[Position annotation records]

»»

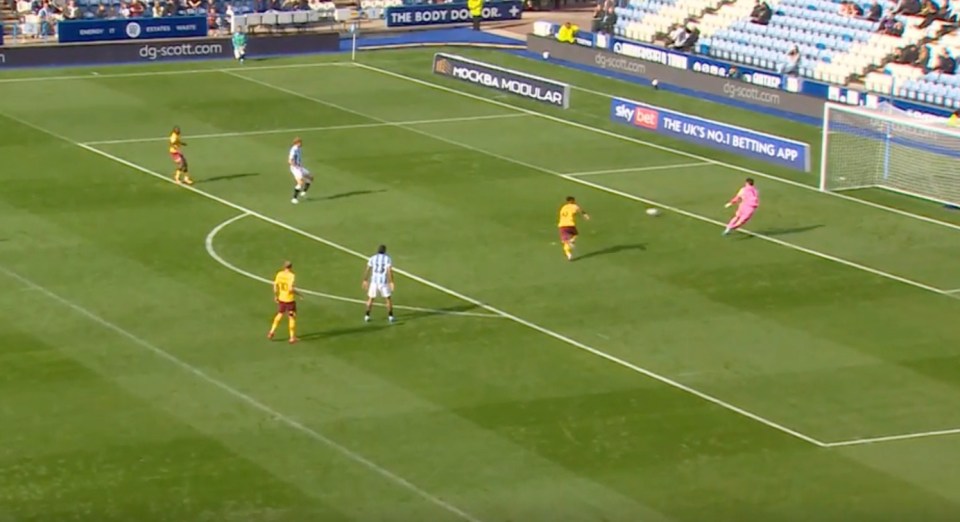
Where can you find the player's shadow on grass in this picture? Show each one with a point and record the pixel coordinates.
(352, 194)
(228, 177)
(784, 231)
(611, 250)
(361, 328)
(404, 315)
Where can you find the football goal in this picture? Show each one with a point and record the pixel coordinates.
(890, 149)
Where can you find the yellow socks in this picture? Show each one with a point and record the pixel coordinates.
(276, 322)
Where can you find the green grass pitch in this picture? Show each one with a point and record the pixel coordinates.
(807, 371)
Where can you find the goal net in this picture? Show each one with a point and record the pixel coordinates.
(890, 149)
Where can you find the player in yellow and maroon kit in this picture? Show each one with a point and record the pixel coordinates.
(285, 295)
(176, 153)
(567, 225)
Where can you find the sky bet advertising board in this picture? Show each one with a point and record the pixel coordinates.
(132, 29)
(738, 140)
(435, 14)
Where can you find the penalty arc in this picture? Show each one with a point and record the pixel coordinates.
(212, 252)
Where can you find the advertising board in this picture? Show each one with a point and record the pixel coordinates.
(162, 51)
(725, 90)
(439, 14)
(701, 131)
(506, 80)
(71, 31)
(762, 79)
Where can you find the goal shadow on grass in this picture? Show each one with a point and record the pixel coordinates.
(616, 249)
(227, 177)
(782, 231)
(350, 194)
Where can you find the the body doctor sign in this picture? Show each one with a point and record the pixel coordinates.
(506, 80)
(438, 14)
(745, 142)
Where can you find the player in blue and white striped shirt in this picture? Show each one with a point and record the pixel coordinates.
(300, 173)
(378, 281)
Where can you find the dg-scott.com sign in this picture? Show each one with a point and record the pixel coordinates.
(162, 51)
(744, 142)
(505, 80)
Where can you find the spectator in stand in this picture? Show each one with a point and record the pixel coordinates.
(45, 14)
(693, 37)
(850, 9)
(609, 20)
(954, 119)
(947, 12)
(888, 25)
(875, 13)
(761, 13)
(929, 11)
(684, 37)
(907, 7)
(567, 33)
(677, 37)
(907, 55)
(923, 58)
(946, 64)
(72, 12)
(25, 7)
(791, 65)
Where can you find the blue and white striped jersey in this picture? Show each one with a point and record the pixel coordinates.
(296, 156)
(379, 265)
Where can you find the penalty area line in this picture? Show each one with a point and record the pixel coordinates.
(893, 438)
(313, 129)
(639, 169)
(93, 75)
(208, 243)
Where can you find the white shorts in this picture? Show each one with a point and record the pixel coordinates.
(299, 173)
(378, 290)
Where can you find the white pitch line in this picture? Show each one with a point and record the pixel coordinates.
(312, 129)
(638, 169)
(656, 146)
(172, 72)
(208, 243)
(336, 246)
(609, 190)
(893, 438)
(239, 395)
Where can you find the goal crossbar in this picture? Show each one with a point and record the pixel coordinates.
(892, 150)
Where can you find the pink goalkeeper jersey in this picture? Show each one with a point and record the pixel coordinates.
(749, 197)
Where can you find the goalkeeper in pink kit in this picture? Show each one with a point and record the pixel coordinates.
(747, 201)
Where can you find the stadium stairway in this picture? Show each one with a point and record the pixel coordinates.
(833, 48)
(9, 20)
(645, 20)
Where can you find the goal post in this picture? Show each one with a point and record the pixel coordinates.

««

### WHAT THIS TASK INVOLVES
Return the lines from the line containing "Where can you find the dg-scott.com" to the end of the entries above, exactly as they appear and with no other output.

### TASK OUTPUT
Where can you find the dg-scott.com sign in this picture? Show each one with a point and record the pixel coordinates.
(162, 51)
(744, 142)
(505, 80)
Where can you find the spectator in stand in this picture? Show each one with a point and record the pixel coordinates.
(45, 14)
(693, 37)
(850, 9)
(609, 20)
(954, 119)
(947, 12)
(888, 25)
(875, 13)
(761, 13)
(929, 11)
(684, 37)
(907, 7)
(567, 33)
(677, 37)
(907, 55)
(923, 58)
(946, 64)
(72, 12)
(25, 7)
(791, 65)
Where can you find the blue and white striped jersey in this picture? Show each one with a point and record the pixel coordinates.
(296, 156)
(379, 265)
Where can you find the penalty area line in this picture? Show each one with a point and record the pixel coordinates.
(893, 438)
(313, 129)
(639, 169)
(93, 75)
(208, 243)
Where can you find the white shorts in this picture? Show each one with a point and record the pixel coordinates.
(299, 173)
(378, 290)
Where can you find the white pitch line in this picture? Show each one with a point and record the pixel coordinates.
(312, 129)
(638, 169)
(656, 146)
(172, 72)
(208, 243)
(336, 246)
(609, 190)
(893, 438)
(239, 395)
Where can you find the goal crossbar in this picture? Show each one with a point and record the pixel coordinates.
(892, 150)
Where can you find the pink goalkeeper jersey in this picture? Show each one with a point and record the pixel coordinates.
(749, 197)
Where can you find the goalkeeper in pink kit in this picture? Show each one with a point and record the pixel coordinates.
(747, 201)
Where can you find the stadium stairway in this picture? Show each one with a point and record the pixel coordinates.
(833, 48)
(9, 20)
(645, 20)
Where can you find the goal post in this picture? Show each one with a point and record the pixel coordinates.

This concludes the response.